Selected extract below:

Abdullah Mohammad Saad’s Bengali-language feature foregrounds one woman’s fight against patriarchy.

Rehana Maryam Noor is the moving tale of a medical college teacher struggling with life. Directed by Abdullah Mohammad Saad, the film was Bangladesh's official entry to the 94th Academy Awards earlier this year and was screened in the Un Certain Regard section at the 2021 Cannes Festival. It also bagged the Jury Grand Prize at the Asia Pacific Screen Awards.

The titular character’s challenges in life, both on the professional side and the personal front, are vividly portrayed in the film. The mother of a child in first grade and a widow, Dr Rehana Maryam Noor’s life is unravelled through the phone conversations she has, her interaction with her students, and the feminist ideals she sticks to — ideals not gained from textbooks but from the harsh realities of life.

The fierceness of Rehana makes her an unflinching fighter against the injustice around her. She courageously stands up for a female student when she is abused by a teacher of immense popularity. Even when the fight becomes tough and goes into a state where any ordinary person would have given up and opted for peace, Rehana becomes a feminist warrior fighting against patriarchy and hegemony.

The movie explores the psyche of Rehana, who becomes obsessed with and unbending about what she is up against. Her strong will to make her daughter ready for the unjust world evokes empathy. The cast, especially Azmeri Haque Badhon, who plays Rehana, deserves praise.

End of Selected extract.
Records shown below:

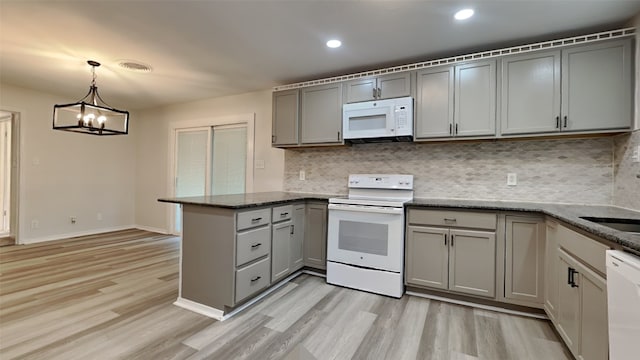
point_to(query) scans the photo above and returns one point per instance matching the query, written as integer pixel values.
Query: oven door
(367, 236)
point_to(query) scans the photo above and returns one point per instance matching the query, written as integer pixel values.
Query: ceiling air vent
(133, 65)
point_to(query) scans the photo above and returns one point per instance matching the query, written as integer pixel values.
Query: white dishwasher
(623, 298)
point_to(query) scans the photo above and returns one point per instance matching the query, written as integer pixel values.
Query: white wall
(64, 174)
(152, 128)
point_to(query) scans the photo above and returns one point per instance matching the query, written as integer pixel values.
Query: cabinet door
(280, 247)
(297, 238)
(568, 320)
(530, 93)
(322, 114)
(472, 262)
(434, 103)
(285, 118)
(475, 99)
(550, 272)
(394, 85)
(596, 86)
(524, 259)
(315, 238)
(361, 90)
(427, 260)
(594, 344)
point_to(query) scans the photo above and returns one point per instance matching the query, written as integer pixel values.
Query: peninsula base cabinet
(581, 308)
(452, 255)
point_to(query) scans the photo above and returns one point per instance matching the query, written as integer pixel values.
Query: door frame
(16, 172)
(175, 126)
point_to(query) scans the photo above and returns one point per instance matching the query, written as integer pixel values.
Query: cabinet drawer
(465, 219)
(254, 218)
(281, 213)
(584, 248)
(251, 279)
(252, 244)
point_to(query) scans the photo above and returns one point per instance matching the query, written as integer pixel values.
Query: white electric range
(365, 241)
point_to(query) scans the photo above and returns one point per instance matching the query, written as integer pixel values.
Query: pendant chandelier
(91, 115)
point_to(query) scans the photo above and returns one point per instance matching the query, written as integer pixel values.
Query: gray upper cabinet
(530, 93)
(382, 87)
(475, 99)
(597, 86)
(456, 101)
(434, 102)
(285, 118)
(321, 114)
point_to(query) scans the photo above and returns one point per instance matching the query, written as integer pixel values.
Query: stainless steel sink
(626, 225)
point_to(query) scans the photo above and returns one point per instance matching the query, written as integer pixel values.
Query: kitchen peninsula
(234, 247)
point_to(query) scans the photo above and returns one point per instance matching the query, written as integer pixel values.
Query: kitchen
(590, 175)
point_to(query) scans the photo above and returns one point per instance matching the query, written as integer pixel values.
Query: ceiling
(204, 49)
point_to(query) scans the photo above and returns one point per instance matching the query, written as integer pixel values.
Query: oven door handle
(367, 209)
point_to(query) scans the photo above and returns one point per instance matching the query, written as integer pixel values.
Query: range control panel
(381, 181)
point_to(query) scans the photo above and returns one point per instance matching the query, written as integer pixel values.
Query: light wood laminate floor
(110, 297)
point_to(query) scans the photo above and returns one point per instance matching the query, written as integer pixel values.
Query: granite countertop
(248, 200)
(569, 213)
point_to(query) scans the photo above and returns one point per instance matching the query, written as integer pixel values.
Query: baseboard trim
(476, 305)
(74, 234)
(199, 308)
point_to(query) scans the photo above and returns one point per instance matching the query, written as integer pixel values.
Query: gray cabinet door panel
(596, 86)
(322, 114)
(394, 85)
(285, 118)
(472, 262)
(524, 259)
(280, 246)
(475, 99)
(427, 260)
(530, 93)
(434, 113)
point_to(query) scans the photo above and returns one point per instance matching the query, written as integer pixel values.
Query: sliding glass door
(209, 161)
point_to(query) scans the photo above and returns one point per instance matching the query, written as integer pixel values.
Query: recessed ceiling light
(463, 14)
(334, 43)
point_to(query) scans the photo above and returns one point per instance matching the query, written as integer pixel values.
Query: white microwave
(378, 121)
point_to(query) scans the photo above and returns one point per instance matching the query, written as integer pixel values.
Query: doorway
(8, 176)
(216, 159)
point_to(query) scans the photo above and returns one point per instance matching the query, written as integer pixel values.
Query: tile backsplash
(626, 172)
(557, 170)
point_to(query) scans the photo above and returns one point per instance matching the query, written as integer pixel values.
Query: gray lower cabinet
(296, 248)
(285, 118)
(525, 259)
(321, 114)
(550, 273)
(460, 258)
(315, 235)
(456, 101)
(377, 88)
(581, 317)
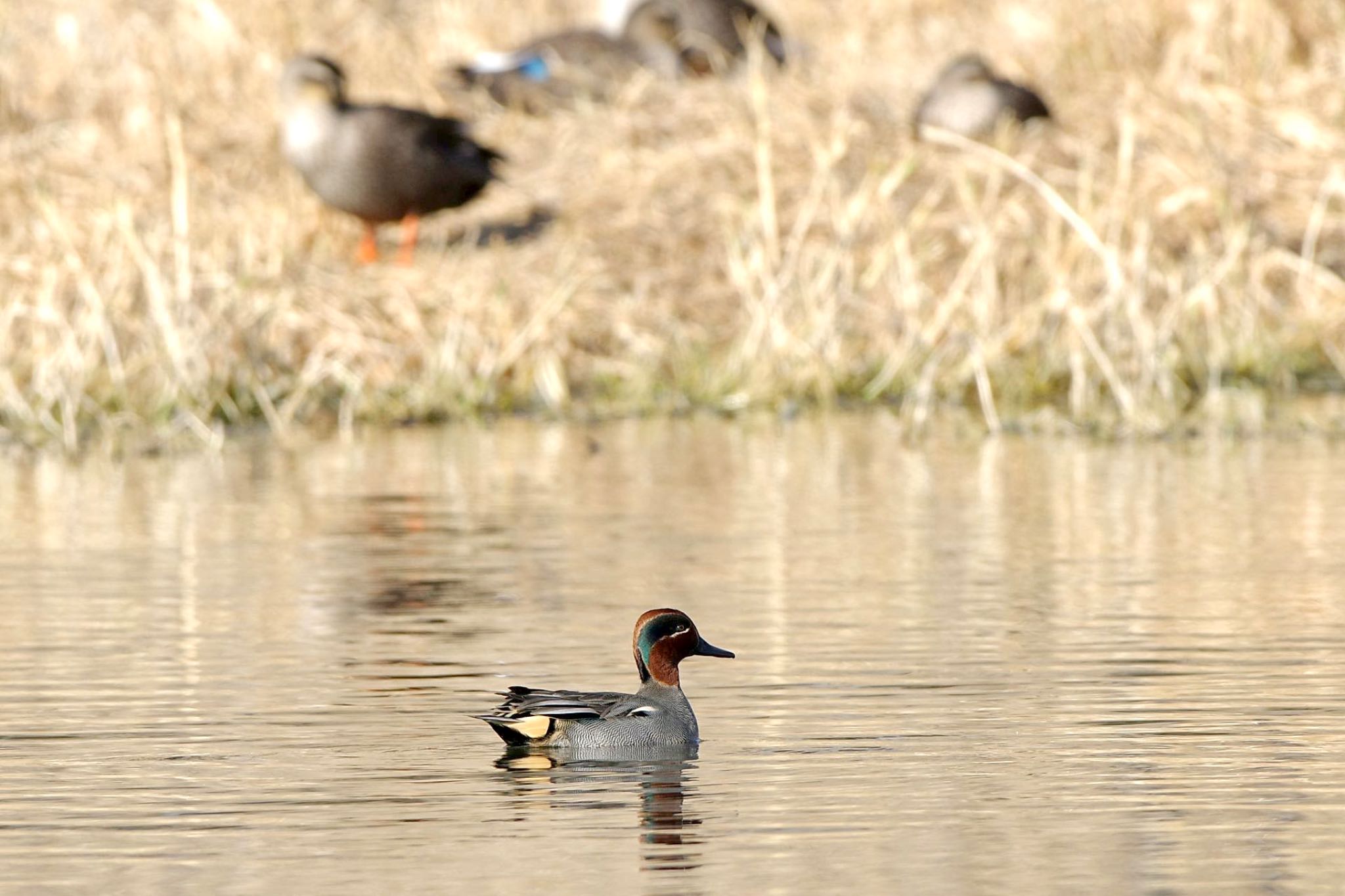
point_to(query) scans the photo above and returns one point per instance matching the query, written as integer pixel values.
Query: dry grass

End of Records shown.

**Exercises**
1. Repeat the passage of the Rehana Maryam Noor film review between "The movie explores" and "Rehana, deserves praise.", inclusive.
2. Write the next part of the review of the film Rehana Maryam Noor, picking up after its final sentence.

**Numbered responses**
1.
The movie explores the psyche of Rehana, who becomes obsessed with and unbending about what she is up against. Her strong will to make her daughter ready for the unjust world evokes empathy. The cast, especially Azmeri Haque Badhon, who plays Rehana, deserves praise.

2.
However, Rehana Maryam Noor does not possess the charm of a well-made movie. There is an inherent danger of a narrative lag which could have been significantly reduced with better editing. Shot mostly in the limited landscape of a medical college, the movie’s script is a strong one that propels the story smoothly. The question Rehana's brother asks, “Are you doing it for her [the daughter] or for yourself?”, seems to resonate throughout the movie.

Yet, if the script had been stronger, the experience would have been elevated. Now the female anxiety, repression and fear are caught but mildly in the dialogues. The colour palette of the movie, a bluish hue, captures the sentiment of the film successfully. The background score and the cinematography (which seems unstable) complement the narrative progression. In short, Rehana Maryam Noor might not vibe well with those who are insensitive to the tribulations of the female psyche. Those who can relate to the everyday wars a woman braces herself for will find it engaging and moving.

Rehana Maryam Noor was screened in the Un Certain Regard section at the 2021 Cannes Festival. The drama won the Jury Grand Prize at the Asia Pacific Screen Awards. It was the opening film at the International Film Festival of Kerala 2022 and opened the new Spotlight on South Asia section at the 20th Indian Film Festival of Los Angeles.